## Requirements
Reproduce the records below word for word, beginning at the line that contains "striped shirt and provide bounding boxes." and stopping after the line that contains "[112,248,131,284]". Copy only those lines.

Entries from an annotation dataset:
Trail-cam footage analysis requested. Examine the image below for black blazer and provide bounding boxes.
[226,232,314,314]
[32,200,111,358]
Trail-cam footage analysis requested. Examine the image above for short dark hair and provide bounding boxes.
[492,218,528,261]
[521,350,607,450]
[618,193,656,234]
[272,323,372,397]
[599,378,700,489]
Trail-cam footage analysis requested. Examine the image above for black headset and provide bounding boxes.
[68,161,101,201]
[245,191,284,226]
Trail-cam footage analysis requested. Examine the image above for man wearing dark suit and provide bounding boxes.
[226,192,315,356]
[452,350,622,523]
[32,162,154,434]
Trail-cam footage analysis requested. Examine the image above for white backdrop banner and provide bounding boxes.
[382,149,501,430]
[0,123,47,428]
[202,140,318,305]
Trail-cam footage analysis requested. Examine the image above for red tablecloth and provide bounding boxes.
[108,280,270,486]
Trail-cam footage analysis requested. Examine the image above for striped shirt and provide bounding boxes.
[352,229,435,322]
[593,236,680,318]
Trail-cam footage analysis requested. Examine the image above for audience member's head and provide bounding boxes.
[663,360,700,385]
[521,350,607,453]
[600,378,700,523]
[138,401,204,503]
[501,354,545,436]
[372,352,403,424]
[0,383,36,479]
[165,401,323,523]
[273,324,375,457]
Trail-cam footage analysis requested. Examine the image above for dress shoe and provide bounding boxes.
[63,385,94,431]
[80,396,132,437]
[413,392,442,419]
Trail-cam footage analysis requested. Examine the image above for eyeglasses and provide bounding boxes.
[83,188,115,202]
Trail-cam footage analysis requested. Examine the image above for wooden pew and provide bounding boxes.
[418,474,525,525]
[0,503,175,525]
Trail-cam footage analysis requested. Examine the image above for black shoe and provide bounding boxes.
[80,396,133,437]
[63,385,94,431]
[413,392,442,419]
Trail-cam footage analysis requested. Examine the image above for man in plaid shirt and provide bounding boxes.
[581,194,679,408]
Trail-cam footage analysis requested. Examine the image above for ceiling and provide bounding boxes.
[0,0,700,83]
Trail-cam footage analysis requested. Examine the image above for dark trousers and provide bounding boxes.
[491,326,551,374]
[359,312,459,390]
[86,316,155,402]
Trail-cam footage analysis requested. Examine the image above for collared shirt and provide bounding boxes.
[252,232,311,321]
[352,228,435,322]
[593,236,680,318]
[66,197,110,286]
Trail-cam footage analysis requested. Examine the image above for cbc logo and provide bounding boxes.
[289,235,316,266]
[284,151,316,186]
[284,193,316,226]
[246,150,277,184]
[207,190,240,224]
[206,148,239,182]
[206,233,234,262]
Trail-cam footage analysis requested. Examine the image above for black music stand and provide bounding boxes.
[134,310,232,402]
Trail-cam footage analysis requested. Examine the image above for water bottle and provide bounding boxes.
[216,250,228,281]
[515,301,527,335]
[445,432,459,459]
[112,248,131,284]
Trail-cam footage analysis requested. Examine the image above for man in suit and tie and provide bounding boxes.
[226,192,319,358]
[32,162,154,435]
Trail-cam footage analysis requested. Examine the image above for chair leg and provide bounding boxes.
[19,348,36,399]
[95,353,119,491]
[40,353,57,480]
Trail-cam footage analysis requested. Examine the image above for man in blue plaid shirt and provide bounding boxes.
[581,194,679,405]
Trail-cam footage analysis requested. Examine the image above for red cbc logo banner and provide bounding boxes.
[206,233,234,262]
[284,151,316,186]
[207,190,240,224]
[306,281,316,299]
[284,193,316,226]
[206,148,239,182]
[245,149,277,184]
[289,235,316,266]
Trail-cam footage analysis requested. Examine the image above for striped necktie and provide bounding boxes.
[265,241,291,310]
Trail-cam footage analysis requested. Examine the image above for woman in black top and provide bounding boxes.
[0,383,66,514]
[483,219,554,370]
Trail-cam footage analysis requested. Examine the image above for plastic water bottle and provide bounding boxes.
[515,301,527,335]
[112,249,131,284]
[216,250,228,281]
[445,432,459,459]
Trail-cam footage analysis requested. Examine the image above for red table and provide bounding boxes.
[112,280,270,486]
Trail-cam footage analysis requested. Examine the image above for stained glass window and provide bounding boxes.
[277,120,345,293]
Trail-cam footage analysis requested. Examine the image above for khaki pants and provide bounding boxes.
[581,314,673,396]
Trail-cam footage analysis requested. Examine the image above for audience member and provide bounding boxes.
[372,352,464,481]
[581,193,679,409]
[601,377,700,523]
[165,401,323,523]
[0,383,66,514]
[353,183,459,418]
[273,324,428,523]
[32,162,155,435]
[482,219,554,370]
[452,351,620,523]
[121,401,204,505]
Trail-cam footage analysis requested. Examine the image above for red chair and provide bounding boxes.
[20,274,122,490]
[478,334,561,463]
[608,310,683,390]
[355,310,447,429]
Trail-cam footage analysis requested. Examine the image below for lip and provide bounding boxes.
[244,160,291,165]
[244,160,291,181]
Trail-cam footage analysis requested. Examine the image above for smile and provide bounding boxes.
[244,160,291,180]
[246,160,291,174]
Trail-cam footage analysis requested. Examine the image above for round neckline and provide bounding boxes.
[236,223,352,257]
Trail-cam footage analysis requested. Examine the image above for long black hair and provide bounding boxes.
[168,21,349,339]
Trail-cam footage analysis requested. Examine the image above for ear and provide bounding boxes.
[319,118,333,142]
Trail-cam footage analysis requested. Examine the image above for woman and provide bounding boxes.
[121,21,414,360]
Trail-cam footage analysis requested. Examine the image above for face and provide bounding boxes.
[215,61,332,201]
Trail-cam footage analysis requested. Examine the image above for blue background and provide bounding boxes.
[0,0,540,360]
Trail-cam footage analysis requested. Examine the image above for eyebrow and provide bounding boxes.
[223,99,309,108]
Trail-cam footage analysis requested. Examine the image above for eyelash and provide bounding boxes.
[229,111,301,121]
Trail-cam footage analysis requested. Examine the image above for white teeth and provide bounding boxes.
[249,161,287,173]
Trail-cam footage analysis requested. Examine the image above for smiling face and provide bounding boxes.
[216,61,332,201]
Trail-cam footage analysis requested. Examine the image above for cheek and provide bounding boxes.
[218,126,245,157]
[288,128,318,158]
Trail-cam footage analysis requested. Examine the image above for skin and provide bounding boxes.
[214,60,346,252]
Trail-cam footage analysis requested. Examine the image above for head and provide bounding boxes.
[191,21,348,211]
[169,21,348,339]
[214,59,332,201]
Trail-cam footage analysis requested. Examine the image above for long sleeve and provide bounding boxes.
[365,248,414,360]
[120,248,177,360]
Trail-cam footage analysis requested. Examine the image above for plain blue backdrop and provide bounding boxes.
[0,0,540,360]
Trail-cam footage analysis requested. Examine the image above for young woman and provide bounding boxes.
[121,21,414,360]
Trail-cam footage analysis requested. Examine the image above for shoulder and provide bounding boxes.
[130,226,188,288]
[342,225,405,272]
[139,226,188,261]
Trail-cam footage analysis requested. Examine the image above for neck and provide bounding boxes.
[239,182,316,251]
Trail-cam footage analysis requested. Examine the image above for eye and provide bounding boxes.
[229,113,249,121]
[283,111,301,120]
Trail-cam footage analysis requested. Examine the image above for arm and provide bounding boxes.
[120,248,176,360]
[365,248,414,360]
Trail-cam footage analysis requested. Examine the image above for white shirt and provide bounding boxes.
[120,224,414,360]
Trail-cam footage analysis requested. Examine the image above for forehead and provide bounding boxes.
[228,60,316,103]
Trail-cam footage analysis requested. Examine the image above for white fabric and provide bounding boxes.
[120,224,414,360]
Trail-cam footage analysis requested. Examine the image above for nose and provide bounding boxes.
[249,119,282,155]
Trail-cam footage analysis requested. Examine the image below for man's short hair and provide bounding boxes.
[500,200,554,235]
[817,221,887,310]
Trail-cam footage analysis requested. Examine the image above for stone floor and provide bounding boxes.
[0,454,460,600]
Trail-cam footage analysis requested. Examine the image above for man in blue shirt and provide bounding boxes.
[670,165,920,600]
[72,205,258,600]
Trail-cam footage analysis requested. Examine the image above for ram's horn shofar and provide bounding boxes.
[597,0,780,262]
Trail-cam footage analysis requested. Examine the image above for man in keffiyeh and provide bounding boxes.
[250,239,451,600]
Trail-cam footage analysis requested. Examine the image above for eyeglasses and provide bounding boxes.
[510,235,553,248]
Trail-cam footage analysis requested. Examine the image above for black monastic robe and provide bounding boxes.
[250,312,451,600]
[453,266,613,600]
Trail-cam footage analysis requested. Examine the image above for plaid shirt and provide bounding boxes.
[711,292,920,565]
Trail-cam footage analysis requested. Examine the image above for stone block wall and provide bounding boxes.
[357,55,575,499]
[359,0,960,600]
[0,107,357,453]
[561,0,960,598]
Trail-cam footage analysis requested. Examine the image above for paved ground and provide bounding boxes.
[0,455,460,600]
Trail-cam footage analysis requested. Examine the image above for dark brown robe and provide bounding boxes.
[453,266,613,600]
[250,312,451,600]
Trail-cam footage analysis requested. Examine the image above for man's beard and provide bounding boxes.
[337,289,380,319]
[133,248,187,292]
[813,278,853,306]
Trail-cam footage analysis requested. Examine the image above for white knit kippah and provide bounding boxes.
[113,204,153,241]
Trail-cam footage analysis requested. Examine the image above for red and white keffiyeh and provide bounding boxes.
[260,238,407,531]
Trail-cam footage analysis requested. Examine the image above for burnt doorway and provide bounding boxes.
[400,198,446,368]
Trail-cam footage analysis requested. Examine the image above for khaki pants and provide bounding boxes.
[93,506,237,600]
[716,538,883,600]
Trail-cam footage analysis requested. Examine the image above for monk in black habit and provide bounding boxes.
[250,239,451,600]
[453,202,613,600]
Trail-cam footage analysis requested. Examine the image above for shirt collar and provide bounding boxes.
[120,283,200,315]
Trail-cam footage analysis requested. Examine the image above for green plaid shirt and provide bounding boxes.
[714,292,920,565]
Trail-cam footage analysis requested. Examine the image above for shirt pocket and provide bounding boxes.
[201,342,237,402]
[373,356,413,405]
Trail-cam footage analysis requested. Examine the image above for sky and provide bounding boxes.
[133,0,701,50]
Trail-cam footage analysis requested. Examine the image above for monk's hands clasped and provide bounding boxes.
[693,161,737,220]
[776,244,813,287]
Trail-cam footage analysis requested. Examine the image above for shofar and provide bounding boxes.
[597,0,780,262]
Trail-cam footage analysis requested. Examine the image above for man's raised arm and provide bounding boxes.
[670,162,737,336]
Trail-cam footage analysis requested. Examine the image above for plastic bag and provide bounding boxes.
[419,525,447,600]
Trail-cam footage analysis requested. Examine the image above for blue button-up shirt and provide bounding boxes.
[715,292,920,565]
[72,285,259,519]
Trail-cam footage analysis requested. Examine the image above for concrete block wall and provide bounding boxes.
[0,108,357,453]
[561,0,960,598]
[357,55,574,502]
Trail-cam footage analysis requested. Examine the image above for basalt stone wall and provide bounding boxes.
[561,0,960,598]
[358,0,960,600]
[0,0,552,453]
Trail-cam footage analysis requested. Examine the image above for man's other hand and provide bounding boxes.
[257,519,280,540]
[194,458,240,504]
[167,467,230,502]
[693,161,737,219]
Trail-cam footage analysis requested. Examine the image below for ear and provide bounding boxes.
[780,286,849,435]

## Correct output
Trail-cam footage analysis requested. Examine the image above for striped shirt and provide bounding boxes.
[352,229,435,322]
[593,236,680,318]
Trail-cam footage analysis requested. Examine the image above for audience member's head and provide bounding boxes.
[663,360,700,385]
[521,350,607,453]
[600,378,700,523]
[138,401,204,503]
[501,354,545,436]
[372,352,403,424]
[0,383,36,479]
[165,401,323,523]
[273,324,375,457]
Trail-cam footage analysis requested. Examine the image above for dress shoe and provide bounding boxes.
[63,385,94,431]
[80,396,132,437]
[413,392,442,419]
Trail-cam footage analysis requested. Examine the image above for eyeglasses and provide bounding boxes.
[83,188,115,202]
Trail-cam footage analysis requested. Examine the image above for wooden pew and provide bounding boxes.
[418,474,525,525]
[0,503,175,525]
Trail-cam footage analysis requested. Examine the image above for black shoe and provide bounding boxes.
[80,396,133,437]
[63,385,94,431]
[413,392,442,419]
Trail-cam footage analysis requested. Examine the image above for man in plaid shirt and provide bounding boxes.
[581,194,679,408]
Trail-cam footage analysis requested. Examine the image above for ceiling and provide bounding boxes.
[0,0,700,83]
Trail-cam footage analysis requested. Examine the image above for dark trousers and provide bounding boxes.
[491,326,551,374]
[359,312,459,390]
[86,316,155,402]
Trail-cam footage analysis requested. Examine the image above for collared shirt and provide bounding boxes.
[252,232,311,321]
[352,228,435,322]
[593,236,680,318]
[66,197,110,286]
Trail-cam footage analysis requested. Examine the image above for cbc logo and provide bounding boxes.
[289,235,316,266]
[284,151,316,186]
[284,193,316,226]
[246,150,277,184]
[207,190,240,224]
[206,148,239,182]
[206,233,234,262]
Trail-cam footage analysis requested. Examine the image above for black music stand and provide bounding boxes.
[134,310,232,402]
Trail-cam footage analysis requested. Examine the image above for water bottle and provide bounding boxes.
[216,250,228,281]
[515,301,527,335]
[445,432,459,459]
[112,248,131,284]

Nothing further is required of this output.